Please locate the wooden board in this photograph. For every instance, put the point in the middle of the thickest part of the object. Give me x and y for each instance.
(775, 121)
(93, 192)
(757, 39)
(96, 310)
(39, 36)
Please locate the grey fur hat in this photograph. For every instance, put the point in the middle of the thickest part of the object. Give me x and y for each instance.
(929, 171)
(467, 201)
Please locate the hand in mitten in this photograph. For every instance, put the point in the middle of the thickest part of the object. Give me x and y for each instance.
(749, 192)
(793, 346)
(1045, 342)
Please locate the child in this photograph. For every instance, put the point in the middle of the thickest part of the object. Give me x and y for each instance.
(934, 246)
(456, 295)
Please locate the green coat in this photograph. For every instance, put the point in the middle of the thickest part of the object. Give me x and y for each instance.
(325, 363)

EXERCISE PROMPT:
Would you set down all of the entries again, word for word?

EXERCISE SOLUTION:
Please locate the wooden board in this photograph. For every instance, put the point in the middle of the thickest part of the object. Give me x and y for each instance.
(775, 121)
(93, 192)
(757, 39)
(96, 310)
(39, 36)
Please locate the grey fur hat in this photograph. For every instance, put the point in the middle of the thickest part of the object. Give me x and y for each instance.
(929, 171)
(467, 201)
Please locate the hand in mitten in this photograph. For every instance, put the point in the middle of the thickest part of the object. Give me x and y for each instance.
(749, 192)
(793, 346)
(1045, 342)
Please locate the child in this photograph. For every instance, put the point in the middle of the thickest part of the object. Give me x and y for each instance.
(934, 246)
(456, 295)
Please locate the green coat in this photograph. For every instance, put the point in the middle of the thickest part of the object. Give me x and y for each instance.
(325, 363)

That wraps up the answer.